_REQUIREMENT 1_
From the listing, pull out every line that contains the string "stone", matching case exactly.

_EXCERPTED PASSAGE_
##############################
November 26, 2012

The Sentinel | WHTM
The (Carlisle, Pa.) Sentinel and Harrisburg, Pa., TV station WHTM have struck a content-sharing agreement that they think will give them an upper hand when the competing (Harrisburg) Patriot-News goes to a three-day-per-week print schedule in January.

“There will be a real vacuum for people who like to read the newspaper seven days a week,” [WHTM] President and General Manager Joe Lewin said. “I think the regular subscribers to The Patriot-News feel abandoned, and I know that The Sentinel management sees this as a real opportunity.”

WHTM will provide the Sentinel with weather content, and both news organizations’ stories can end up on both platforms. The Sentinel competes with the Patriot-News in Cumberland County, just west of Harrisburg.

“They literally moved out of Harrisburg/Dauphin County and into our suburban county (Cumberland) a few years ago,” Sentinel Editor George Spohr writes in an email to Poynter. “We fight aggressively already over an affluent, highly educated part of Cumberland County called the West Shore. Our goal here is to tip the scales in our favor.”

According to the Alliance for Audited Media (formerly the Audit Bureau of Circulations), the Patriot-News has average Sunday circulation of 118,655 and average daily circulation of 70,446. The Sentinel is much smaller: 13,902 Sunday and 12,838 Monday-Saturday. In Cumberland, Spohr says, the competition is much closer.

Interestingly, WHTM is owned by the Allbritton Communications Company, which launched an online newsroom called TBD in 2010 with the goal of competing against The Washington Post in local news. I worked for TBD, whose online staff was supposed to work with Allbritton’s D.C.-based ABC affiliate WJLA. Let’s just say that partnership didn’t really pan out. The Sentinel-WHTM arrangement seems less like another bite at that apple, though, and more a chance to shore up each news org’s strengths.
##############################
_REQUIREMENT 2_
Write out the entire Sentinel–WHTM content-sharing article above word for word.

_PROVIDED DATA_
##############################
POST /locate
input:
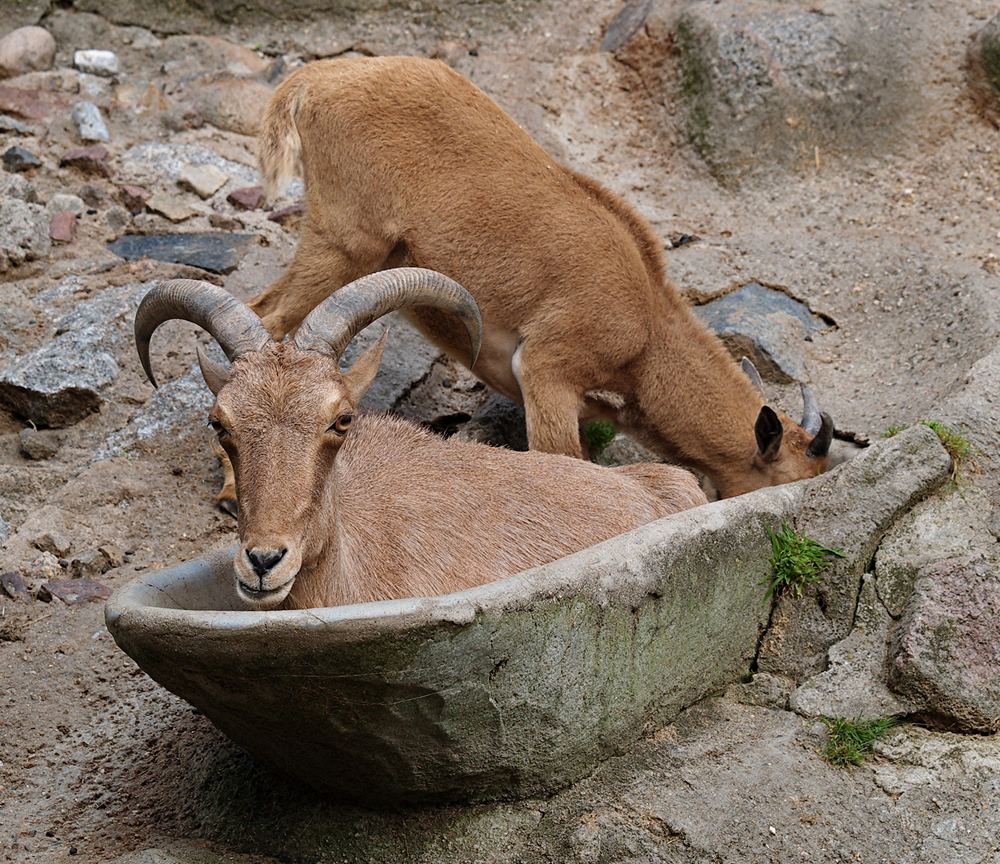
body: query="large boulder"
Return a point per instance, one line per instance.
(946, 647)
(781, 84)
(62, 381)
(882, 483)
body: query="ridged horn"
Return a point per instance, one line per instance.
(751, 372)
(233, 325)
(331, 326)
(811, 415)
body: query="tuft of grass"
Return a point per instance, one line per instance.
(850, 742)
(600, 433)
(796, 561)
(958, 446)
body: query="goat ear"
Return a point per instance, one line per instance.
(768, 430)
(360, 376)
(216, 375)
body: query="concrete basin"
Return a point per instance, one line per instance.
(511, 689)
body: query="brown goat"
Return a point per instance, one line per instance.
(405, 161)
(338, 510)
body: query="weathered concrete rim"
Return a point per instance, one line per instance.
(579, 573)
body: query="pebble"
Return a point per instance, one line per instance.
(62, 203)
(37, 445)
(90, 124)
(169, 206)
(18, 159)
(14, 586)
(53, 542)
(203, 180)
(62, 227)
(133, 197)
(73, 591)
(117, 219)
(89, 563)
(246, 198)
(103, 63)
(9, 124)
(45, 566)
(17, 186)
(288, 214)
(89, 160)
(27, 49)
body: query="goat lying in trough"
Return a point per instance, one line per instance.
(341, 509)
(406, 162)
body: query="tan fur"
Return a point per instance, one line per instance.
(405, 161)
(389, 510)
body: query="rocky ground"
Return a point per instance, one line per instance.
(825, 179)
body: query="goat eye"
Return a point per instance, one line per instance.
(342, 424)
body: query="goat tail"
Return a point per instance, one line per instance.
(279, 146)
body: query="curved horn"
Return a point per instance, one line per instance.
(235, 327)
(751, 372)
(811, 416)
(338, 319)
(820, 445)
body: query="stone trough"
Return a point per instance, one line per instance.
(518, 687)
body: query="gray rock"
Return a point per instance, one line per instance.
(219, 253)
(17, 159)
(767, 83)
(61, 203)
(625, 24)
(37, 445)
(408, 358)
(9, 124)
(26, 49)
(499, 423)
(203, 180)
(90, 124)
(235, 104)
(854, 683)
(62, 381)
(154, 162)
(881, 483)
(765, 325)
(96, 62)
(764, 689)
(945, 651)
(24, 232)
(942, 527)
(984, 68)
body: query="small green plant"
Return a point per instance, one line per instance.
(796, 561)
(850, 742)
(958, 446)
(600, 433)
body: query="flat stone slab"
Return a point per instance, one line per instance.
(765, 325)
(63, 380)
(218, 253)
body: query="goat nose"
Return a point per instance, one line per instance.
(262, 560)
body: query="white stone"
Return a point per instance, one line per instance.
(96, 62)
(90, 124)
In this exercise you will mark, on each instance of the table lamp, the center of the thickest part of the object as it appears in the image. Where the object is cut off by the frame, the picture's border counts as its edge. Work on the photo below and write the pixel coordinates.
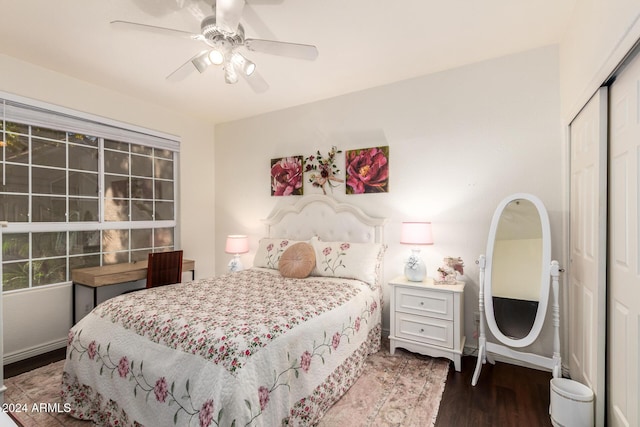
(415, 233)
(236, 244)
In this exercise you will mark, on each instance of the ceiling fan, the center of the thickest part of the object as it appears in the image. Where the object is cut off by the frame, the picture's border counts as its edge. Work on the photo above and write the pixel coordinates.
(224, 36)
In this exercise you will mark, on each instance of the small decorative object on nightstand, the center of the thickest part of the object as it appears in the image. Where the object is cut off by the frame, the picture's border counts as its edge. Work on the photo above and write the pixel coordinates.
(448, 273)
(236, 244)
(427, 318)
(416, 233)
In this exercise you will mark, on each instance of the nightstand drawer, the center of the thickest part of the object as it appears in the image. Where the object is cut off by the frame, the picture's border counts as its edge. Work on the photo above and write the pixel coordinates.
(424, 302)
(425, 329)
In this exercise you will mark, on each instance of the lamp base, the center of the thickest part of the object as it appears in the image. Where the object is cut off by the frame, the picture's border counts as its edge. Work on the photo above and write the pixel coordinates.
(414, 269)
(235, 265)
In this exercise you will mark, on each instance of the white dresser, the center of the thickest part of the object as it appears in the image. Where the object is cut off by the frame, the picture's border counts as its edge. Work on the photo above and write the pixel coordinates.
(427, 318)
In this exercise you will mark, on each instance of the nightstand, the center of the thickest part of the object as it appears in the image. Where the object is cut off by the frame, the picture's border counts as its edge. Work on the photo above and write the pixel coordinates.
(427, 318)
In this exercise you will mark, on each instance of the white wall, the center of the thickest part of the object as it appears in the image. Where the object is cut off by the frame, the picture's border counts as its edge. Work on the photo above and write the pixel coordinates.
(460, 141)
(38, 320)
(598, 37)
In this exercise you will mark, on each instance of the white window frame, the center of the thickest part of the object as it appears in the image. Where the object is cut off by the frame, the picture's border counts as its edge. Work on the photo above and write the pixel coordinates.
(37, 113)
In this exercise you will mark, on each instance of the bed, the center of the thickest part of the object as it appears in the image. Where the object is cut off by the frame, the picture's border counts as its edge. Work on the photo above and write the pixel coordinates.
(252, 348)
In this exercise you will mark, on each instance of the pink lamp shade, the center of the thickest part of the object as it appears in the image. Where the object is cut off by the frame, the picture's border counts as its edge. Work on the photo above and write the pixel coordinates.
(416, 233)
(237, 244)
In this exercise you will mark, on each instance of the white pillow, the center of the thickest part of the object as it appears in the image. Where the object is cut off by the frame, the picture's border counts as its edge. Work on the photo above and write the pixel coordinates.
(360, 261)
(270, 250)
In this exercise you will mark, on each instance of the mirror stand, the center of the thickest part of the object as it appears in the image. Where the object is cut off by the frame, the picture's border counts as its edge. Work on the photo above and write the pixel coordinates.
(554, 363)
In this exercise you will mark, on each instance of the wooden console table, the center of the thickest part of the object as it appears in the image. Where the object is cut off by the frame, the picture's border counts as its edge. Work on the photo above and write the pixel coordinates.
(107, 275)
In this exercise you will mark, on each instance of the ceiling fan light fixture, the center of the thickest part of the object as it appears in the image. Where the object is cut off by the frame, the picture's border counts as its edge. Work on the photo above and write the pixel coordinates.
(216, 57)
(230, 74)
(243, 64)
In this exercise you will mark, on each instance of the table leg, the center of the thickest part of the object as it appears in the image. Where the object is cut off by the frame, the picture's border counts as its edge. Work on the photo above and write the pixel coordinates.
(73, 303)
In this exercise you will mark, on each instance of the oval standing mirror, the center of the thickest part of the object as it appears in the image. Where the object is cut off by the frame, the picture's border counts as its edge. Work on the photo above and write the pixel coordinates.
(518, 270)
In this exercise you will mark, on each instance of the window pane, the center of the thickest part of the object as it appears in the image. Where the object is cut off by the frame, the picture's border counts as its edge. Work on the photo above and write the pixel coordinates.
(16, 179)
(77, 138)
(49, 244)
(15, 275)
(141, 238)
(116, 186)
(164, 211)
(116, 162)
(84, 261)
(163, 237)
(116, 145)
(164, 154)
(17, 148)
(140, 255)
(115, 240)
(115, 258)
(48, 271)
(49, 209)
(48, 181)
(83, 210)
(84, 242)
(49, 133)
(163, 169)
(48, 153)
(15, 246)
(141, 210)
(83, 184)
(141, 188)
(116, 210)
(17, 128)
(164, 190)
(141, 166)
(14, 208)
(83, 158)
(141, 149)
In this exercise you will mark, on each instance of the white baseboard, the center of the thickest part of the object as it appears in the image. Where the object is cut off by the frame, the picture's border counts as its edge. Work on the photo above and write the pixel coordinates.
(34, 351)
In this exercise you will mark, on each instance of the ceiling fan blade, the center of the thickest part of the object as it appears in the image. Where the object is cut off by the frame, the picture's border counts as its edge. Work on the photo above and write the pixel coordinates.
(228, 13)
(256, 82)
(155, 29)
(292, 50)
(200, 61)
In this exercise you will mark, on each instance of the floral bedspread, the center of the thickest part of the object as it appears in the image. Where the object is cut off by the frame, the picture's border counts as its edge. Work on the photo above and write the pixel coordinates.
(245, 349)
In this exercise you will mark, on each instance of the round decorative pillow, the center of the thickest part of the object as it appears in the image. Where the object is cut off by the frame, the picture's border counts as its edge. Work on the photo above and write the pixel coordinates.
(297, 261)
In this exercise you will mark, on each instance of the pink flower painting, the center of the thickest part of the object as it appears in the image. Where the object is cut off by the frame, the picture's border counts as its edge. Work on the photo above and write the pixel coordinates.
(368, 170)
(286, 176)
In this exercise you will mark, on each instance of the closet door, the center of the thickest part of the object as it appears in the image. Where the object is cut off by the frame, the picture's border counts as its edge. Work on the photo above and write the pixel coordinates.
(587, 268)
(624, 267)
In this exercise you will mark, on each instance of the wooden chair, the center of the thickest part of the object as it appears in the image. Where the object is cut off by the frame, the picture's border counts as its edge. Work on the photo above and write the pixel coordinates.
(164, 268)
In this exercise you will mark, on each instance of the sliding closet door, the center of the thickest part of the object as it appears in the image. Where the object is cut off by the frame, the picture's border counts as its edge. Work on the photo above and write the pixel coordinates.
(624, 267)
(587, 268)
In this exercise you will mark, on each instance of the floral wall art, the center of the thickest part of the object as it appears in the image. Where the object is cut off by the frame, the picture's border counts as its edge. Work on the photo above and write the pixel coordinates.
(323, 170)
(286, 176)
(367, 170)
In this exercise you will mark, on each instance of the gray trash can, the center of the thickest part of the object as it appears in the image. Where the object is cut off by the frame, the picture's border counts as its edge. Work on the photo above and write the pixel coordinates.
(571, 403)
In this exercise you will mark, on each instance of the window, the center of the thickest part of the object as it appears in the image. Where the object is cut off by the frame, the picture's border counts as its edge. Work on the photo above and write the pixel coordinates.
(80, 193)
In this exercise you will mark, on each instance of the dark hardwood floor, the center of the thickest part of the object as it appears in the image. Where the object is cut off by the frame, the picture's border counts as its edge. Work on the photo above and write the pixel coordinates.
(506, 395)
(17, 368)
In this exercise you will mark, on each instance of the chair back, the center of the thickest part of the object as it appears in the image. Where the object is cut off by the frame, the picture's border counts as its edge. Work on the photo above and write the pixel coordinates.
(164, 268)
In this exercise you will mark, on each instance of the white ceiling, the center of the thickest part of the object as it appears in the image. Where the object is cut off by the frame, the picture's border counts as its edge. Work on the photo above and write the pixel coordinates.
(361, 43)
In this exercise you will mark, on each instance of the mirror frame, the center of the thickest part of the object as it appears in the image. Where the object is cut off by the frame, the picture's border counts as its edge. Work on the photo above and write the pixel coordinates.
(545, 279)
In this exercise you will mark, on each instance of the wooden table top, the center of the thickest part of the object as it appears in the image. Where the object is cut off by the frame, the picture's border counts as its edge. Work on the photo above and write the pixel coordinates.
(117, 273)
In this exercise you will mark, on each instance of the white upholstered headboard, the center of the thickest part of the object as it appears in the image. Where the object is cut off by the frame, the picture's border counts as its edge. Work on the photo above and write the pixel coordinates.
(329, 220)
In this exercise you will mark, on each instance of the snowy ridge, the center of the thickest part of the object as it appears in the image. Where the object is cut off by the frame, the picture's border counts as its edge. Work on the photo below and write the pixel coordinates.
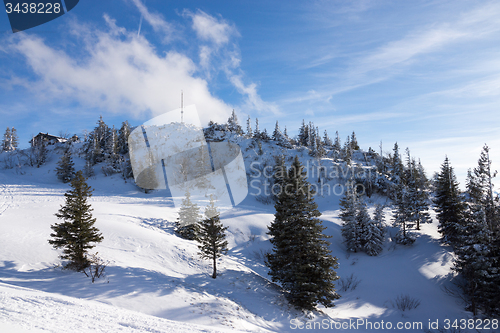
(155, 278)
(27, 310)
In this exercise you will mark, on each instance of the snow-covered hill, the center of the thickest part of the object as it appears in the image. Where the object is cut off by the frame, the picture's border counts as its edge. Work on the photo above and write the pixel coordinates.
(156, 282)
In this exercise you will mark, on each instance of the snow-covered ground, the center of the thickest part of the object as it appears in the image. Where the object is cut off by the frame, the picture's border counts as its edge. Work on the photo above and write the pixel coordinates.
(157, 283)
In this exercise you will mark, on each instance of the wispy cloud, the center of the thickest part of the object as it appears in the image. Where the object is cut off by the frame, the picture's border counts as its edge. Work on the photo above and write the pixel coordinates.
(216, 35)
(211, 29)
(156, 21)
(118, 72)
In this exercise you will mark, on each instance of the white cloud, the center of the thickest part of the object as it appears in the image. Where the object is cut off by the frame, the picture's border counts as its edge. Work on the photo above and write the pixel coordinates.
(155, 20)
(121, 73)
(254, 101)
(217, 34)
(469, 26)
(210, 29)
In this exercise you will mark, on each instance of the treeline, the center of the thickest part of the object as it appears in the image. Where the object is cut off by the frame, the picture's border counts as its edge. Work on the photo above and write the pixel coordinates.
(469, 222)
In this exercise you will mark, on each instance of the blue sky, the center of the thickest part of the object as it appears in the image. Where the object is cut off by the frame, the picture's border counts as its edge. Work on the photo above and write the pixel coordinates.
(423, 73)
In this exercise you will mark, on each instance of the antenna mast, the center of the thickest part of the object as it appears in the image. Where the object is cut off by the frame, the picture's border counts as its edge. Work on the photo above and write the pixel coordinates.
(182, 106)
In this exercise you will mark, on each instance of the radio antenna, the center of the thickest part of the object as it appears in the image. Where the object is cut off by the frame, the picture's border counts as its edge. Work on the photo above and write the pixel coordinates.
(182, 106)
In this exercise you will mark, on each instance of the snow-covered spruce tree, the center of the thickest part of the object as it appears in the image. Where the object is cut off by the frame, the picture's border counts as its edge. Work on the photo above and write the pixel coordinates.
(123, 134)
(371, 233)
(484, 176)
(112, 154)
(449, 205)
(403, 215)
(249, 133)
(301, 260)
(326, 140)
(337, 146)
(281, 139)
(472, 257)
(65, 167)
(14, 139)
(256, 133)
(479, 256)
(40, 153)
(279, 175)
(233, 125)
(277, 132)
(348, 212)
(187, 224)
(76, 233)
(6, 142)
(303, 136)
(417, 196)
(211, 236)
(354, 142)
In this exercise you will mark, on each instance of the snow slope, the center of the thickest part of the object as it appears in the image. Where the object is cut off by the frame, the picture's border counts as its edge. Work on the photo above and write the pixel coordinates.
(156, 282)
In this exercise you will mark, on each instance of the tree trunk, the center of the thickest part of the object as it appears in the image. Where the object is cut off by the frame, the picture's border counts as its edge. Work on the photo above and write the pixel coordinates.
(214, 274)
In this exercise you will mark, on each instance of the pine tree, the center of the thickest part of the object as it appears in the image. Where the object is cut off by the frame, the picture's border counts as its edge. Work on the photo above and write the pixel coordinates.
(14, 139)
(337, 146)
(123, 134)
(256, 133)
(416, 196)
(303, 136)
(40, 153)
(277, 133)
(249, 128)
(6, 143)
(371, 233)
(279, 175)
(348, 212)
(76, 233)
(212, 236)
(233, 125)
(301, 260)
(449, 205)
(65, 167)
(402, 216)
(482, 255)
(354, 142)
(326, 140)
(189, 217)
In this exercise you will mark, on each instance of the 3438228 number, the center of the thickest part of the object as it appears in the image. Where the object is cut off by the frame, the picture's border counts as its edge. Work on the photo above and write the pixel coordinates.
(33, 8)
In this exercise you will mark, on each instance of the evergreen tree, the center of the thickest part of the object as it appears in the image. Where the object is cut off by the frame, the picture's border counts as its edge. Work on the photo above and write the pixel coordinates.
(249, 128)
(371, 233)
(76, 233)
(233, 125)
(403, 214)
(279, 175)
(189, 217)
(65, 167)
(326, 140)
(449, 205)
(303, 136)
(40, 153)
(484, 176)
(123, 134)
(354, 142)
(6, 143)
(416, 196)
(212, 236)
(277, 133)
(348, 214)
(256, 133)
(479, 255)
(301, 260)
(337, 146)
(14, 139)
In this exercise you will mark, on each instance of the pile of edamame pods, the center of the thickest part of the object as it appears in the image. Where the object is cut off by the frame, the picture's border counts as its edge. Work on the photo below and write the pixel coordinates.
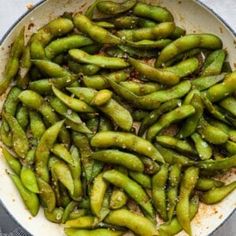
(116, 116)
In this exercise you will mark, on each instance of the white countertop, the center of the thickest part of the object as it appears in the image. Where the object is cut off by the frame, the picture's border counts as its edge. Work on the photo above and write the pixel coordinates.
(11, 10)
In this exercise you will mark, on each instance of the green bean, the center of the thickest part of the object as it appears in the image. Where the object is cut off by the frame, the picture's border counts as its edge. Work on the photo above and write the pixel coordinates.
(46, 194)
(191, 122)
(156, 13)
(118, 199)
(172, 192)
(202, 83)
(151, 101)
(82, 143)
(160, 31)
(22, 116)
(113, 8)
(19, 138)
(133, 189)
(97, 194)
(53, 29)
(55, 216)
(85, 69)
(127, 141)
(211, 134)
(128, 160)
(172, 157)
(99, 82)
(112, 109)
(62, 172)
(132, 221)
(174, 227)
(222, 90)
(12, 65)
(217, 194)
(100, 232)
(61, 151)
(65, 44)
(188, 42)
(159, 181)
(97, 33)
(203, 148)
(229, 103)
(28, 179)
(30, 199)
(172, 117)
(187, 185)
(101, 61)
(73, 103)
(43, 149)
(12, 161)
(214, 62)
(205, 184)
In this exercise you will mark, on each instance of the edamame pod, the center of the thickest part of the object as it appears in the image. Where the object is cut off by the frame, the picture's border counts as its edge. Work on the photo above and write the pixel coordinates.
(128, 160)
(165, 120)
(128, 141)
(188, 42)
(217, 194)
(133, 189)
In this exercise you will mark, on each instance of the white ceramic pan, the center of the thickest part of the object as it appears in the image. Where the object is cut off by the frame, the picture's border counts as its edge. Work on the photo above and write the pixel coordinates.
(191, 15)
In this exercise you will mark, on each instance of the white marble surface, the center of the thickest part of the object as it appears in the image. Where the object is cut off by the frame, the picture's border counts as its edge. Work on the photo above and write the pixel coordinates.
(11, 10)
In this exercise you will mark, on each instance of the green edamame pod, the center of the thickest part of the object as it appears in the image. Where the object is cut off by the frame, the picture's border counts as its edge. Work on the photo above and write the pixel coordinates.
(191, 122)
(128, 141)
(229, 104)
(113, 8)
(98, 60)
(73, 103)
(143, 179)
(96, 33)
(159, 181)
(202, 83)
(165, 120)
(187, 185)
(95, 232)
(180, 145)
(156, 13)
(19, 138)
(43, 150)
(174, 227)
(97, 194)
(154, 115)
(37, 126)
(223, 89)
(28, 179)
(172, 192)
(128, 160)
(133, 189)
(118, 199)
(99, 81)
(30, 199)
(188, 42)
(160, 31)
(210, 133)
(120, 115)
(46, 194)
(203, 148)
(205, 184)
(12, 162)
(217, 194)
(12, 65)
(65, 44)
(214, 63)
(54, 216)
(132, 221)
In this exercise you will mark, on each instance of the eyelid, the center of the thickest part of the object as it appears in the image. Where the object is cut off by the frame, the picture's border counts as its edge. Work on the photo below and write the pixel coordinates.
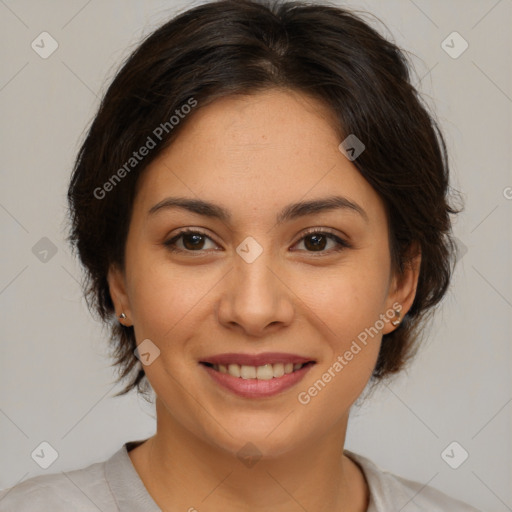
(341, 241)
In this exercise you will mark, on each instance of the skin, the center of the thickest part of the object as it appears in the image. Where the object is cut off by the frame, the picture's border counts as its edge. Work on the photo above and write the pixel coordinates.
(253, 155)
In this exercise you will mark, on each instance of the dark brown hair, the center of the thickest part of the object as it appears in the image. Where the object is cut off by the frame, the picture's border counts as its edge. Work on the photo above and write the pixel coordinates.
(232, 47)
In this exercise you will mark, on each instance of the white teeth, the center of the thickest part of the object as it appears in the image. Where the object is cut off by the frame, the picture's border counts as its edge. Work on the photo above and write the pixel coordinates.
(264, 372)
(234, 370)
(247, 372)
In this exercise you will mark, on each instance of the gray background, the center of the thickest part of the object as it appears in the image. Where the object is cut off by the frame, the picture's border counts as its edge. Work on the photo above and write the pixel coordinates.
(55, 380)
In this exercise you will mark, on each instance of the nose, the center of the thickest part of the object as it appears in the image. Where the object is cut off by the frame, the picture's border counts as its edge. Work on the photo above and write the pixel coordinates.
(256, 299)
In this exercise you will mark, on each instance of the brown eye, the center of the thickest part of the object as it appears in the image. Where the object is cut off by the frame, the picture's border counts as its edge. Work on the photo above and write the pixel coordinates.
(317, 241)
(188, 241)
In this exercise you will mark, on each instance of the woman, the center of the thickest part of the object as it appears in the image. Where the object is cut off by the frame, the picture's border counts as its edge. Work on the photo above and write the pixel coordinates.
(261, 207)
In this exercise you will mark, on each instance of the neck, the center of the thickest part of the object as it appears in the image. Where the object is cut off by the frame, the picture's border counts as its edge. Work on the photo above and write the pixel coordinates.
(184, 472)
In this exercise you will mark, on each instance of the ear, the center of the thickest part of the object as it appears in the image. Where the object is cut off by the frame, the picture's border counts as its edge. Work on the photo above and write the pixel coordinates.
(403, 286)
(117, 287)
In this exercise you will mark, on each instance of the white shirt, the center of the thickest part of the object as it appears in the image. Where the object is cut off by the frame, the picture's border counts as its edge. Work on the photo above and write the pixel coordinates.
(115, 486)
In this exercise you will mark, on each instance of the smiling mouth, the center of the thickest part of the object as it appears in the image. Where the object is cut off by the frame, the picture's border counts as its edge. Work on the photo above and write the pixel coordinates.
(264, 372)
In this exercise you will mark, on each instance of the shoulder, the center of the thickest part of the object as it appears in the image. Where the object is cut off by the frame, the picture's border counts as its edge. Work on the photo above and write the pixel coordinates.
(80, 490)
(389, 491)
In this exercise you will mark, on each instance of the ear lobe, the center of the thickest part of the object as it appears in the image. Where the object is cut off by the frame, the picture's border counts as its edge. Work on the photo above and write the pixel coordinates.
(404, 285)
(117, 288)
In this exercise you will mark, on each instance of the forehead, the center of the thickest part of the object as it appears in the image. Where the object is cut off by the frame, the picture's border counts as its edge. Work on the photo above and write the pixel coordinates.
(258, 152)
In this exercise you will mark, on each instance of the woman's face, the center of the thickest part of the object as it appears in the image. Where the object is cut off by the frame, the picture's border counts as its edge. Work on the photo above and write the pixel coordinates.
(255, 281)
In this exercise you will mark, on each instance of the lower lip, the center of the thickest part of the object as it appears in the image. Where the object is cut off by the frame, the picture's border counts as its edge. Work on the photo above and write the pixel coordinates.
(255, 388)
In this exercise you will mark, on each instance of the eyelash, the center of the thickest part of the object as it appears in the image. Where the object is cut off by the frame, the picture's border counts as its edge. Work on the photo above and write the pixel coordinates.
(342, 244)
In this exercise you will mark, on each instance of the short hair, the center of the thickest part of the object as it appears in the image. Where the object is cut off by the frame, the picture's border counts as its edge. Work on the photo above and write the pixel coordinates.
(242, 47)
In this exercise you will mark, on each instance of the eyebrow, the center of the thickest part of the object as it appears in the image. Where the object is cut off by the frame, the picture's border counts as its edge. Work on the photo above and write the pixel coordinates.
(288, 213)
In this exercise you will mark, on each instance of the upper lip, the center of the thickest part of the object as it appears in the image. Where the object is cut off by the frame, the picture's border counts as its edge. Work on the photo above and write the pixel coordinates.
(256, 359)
##############################
_CORRECT OUTPUT 1_
body: query="stone trough"
body: query="flat stone slab"
body: query="white stone"

_CORRECT OUTPUT 2_
November 26, 2012

The Sentinel | WHTM
The (Carlisle, Pa.) Sentinel and Harrisburg, Pa., TV station WHTM have struck a content-sharing agreement that they think will give them an upper hand when the competing (Harrisburg) Patriot-News goes to a three-day-per-week print schedule in January.

“There will be a real vacuum for people who like to read the newspaper seven days a week,” [WHTM] President and General Manager Joe Lewin said. “I think the regular subscribers to The Patriot-News feel abandoned, and I know that The Sentinel management sees this as a real opportunity.”

WHTM will provide the Sentinel with weather content, and both news organizations’ stories can end up on both platforms. The Sentinel competes with the Patriot-News in Cumberland County, just west of Harrisburg.

“They literally moved out of Harrisburg/Dauphin County and into our suburban county (Cumberland) a few years ago,” Sentinel Editor George Spohr writes in an email to Poynter. “We fight aggressively already over an affluent, highly educated part of Cumberland County called the West Shore. Our goal here is to tip the scales in our favor.”

According to the Alliance for Audited Media (formerly the Audit Bureau of Circulations), the Patriot-News has average Sunday circulation of 118,655 and average daily circulation of 70,446. The Sentinel is much smaller: 13,902 Sunday and 12,838 Monday-Saturday. In Cumberland, Spohr says, the competition is much closer.

Interestingly, WHTM is owned by the Allbritton Communications Company, which launched an online newsroom called TBD in 2010 with the goal of competing against The Washington Post in local news. I worked for TBD, whose online staff was supposed to work with Allbritton’s D.C.-based ABC affiliate WJLA. Let’s just say that partnership didn’t really pan out. The Sentinel-WHTM arrangement seems less like another bite at that apple, though, and more a chance to shore up each news org’s strengths.